[[ Quoted passage, beginning ]]
The company offered scant details of the attacks, however, and failed to respond to our request for comment. In her letter, Lim told customers that Opening Ceremony had removed the program and hired breach-response and identity-protection firm ID Experts but only offered a terse statement, promising: "We take the privacy and security of your information very seriously and sincerely apologize for any inconvenience this may cause you."

Online retailers must do better. Criminals and hackers have taken aim at e-commerce sites, targeting them with attacks ranging from extortion attempts threatening denial-of-service attacks to the theft of credit card information to hacktivism.

For an online business, such attacks are a real problem. Many online shops aren't able to afford the basics of security. Even baseline security measures can be so expensive and cumbersome that spending on them can cut into already slim retail profits, says Joshua Corman, director of security intelligence for content-distribution network Akamai Technologies. "Even though they know what the basics are," Corman says, "they can't afford them and so they are living below the security poverty line."

For retailers facing this conundrum, here are some ways to improve security while keeping costs down.

Keep your security effort simple. Companies make different choices for how to operate their e-commerce sites. Amazon can afford to pour a foundation, build a data center, develop its own online retail site, and secure it. Most other companies do much less, using at the very least a hosting provider for their servers, if not their entire e-commerce platform.

Companies face the same range of choices for security and must craft a program that works for their business. An online shop that depends on technical features to attract customers should teach its developers secure programming. A retailer that's focusing less on features and more on its products would likely want to use an e-commerce service since adding whiz-bang widgets to its site is less important.
[[ Quoted passage, end ]]
[[ Supplied information, beginning ]]
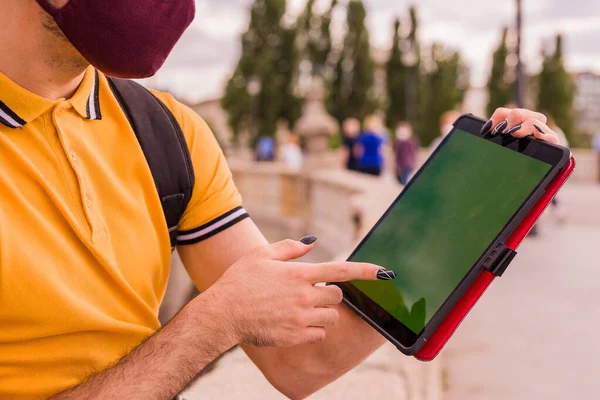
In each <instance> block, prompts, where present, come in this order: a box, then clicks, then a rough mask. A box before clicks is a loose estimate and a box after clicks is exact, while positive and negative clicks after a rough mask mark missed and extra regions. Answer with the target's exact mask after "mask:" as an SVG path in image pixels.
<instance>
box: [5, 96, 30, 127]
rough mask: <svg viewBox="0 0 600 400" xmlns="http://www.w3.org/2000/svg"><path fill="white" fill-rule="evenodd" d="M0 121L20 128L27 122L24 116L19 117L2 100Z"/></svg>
mask: <svg viewBox="0 0 600 400" xmlns="http://www.w3.org/2000/svg"><path fill="white" fill-rule="evenodd" d="M0 123H2V124H4V125H6V126H8V127H9V128H20V127H22V126H23V125H25V124H26V123H27V121H25V120H24V119H23V118H21V117H19V116H18V115H17V114H16V113H15V112H14V111H13V110H11V109H10V108H9V107H8V106H7V105H6V104H4V102H2V101H0Z"/></svg>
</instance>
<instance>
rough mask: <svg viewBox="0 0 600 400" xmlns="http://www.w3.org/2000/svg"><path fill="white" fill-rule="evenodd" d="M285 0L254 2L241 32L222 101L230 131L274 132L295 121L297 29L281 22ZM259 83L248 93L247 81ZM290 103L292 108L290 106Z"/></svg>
mask: <svg viewBox="0 0 600 400" xmlns="http://www.w3.org/2000/svg"><path fill="white" fill-rule="evenodd" d="M285 10H286V0H255V1H254V3H253V5H252V7H251V10H250V24H249V26H248V30H247V31H246V32H245V33H244V34H243V35H242V38H241V41H242V54H241V56H240V59H239V61H238V64H237V67H236V68H235V70H234V73H233V74H232V76H231V78H230V80H229V82H228V83H227V86H226V88H225V95H224V97H223V99H222V105H223V108H224V109H225V110H226V111H227V112H228V114H229V123H230V125H231V127H232V129H233V131H234V134H236V135H237V134H239V133H240V131H242V130H243V129H249V130H250V132H251V134H252V135H253V136H254V138H253V139H255V138H256V136H263V135H268V136H273V135H274V134H275V132H276V130H277V122H278V121H279V120H280V119H287V120H288V122H290V123H291V125H293V122H294V118H295V117H296V115H297V114H298V112H297V110H295V109H294V108H293V107H298V103H299V100H297V99H295V98H293V97H294V96H293V94H294V90H293V88H294V84H295V82H294V79H295V76H296V68H297V63H298V62H297V54H296V51H297V49H296V46H295V45H290V43H292V44H293V42H294V41H295V28H286V27H284V26H283V23H282V18H283V15H284V13H285ZM251 80H256V81H257V82H259V86H260V89H261V90H260V92H259V93H257V94H256V95H255V96H251V95H250V94H249V93H248V90H247V89H248V83H249V82H250V81H251ZM289 107H292V110H290V109H289Z"/></svg>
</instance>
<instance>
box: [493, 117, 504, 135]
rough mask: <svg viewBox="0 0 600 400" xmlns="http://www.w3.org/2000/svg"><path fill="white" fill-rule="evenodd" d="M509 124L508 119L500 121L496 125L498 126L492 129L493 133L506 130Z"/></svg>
mask: <svg viewBox="0 0 600 400" xmlns="http://www.w3.org/2000/svg"><path fill="white" fill-rule="evenodd" d="M507 126H508V121H507V120H504V121H502V122H500V123H499V124H498V125H496V127H495V128H494V130H493V131H492V135H497V134H499V133H502V132H504V129H506V127H507Z"/></svg>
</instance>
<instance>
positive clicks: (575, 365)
mask: <svg viewBox="0 0 600 400" xmlns="http://www.w3.org/2000/svg"><path fill="white" fill-rule="evenodd" d="M560 199H561V200H562V201H563V210H562V211H563V212H564V213H565V215H566V217H567V220H566V224H564V225H559V224H557V223H556V221H555V219H554V218H553V215H552V210H549V212H548V214H549V215H545V216H544V218H543V220H542V224H541V227H540V228H541V235H540V236H539V237H537V238H534V239H527V240H526V241H525V242H524V243H523V245H522V246H521V248H520V249H519V253H520V254H519V256H518V257H517V258H516V259H515V262H514V264H513V265H511V267H510V268H509V269H508V271H507V272H506V274H505V275H504V276H503V277H502V278H501V279H499V280H498V281H497V282H495V283H494V284H493V285H492V287H491V288H490V289H489V290H488V292H487V293H486V295H485V296H484V297H483V298H482V300H481V301H480V303H479V304H478V305H477V307H476V308H475V309H474V310H473V312H472V313H471V315H469V317H468V318H467V319H466V320H465V322H464V323H463V324H462V326H461V327H460V329H459V331H458V332H457V334H456V335H455V337H454V338H453V339H452V340H451V341H450V343H449V345H448V348H447V349H446V350H445V352H444V353H443V355H444V364H445V368H446V371H447V378H448V379H447V385H448V389H449V390H448V392H447V393H446V396H445V399H447V400H478V399H484V400H500V399H502V400H505V399H511V400H521V399H523V400H532V399H544V400H553V399H557V400H558V399H560V400H563V399H569V398H578V399H594V398H598V395H599V393H600V346H599V345H598V337H599V330H600V310H599V309H598V304H600V259H599V258H598V256H597V255H596V254H595V250H597V249H598V248H599V247H600V186H592V185H584V184H569V185H567V187H566V188H565V190H564V192H562V193H561V196H560Z"/></svg>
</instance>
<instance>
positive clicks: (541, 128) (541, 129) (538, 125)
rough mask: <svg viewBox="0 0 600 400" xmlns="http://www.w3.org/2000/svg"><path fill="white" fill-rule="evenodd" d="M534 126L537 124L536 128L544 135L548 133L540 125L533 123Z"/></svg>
mask: <svg viewBox="0 0 600 400" xmlns="http://www.w3.org/2000/svg"><path fill="white" fill-rule="evenodd" d="M533 126H535V129H537V130H538V131H539V132H540V133H541V134H542V135H545V134H546V132H544V130H543V129H542V128H540V126H539V125H536V124H533Z"/></svg>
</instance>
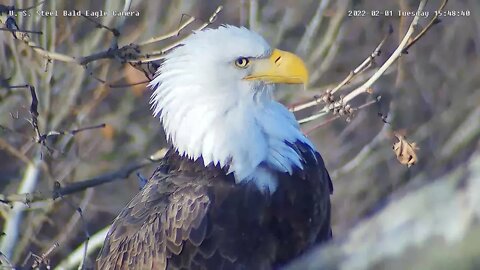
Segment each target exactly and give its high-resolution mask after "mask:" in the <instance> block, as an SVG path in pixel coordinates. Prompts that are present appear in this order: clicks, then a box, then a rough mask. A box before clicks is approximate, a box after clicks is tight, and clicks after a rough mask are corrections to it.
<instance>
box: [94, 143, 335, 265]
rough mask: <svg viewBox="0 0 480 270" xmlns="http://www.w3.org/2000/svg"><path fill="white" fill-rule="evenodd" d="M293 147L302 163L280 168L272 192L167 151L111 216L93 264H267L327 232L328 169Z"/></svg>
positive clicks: (304, 144)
[[ Supplied information, end ]]
Aim of the task ->
Pick up the e-commerce security article after its last sentence and keep it going.

Result ->
Focus on technologies that you can not only manage but also secure, says Bill Pennington, chief strategy officer at WhiteHat Security, a Web application security firm. E-commerce platforms can make security easier essentially by outsourcing it to the provider.

"They aren't necessarily more secure, but they are highly focused," Pennington says. "Their reputation, and thus their business, lives and breathes on their ability to make a secure platform."

Businesses also should tackle the simple problems first, such as securing communications and not leaving administration consoles open to the Internet.

In its Global Security Report, security consultancy Trustwave found that 43% of retailers used insecure protocols and 22% used insecure remote access and administration products. Among other top risks that sites face: using a default or no password, failing to use encryption, and storing information in a poorly secured database.

Plan and practice incident response. From day one, consider what types of attacks may hit your site and develop a "runbook" of scenarios and how to respond to each. Knowing who to contact and having existing relationships can dramatically speed response time to an attack and reduce the overall cost, says Paul Sop, technology evangelist with Prolexic Technologies, provider of distributed denial-of-service protection services.

"Detecting a [DDoS] attack isn't hard," Sop says. "Coming to grips with what exactly the attacker's strategy is--Are they going broad? Are they randomizing? What resources are they going after?--doing that quickly is the biggest factor in reducing downtime."

If you don't have internal expertise, a managed security provider can guide the incident response process. Just don't wait until an attack happens to contact specialists. Instead, make them part of monthly development and change-control meetings to get feedback on the security implications of any site modifications, says Dave Marcus, director of advanced research and threat intelligence at security firm McAfee, a subsidiary of Intel.

"On a per-incident basis, it can be expensive," says Marcus. "But doing it on a regular basis and collecting recommendations and advice can help prevent attacks."

Validate third-party security. Most companies deal with third-party providers. Using a service provider--whether for marketing, an e-commerce infrastructure, or payment processing--means relying on that company's security as well.

To protect your company, make sure your provider's contract spells out how the service should be used, how its software is built, and that you can test the e-commerce site at any time. In addition, go over its development process, and request code audits, or at least reports on the most recent code audit, says WhiteHat's Pennington.

If the third party pushes back vehemently against security testing, you're more likely to end up with a company that has insecure software, Pennington says. If it welcomes an audit, it "by and large, [has] far fewer vulnerabilities," he says.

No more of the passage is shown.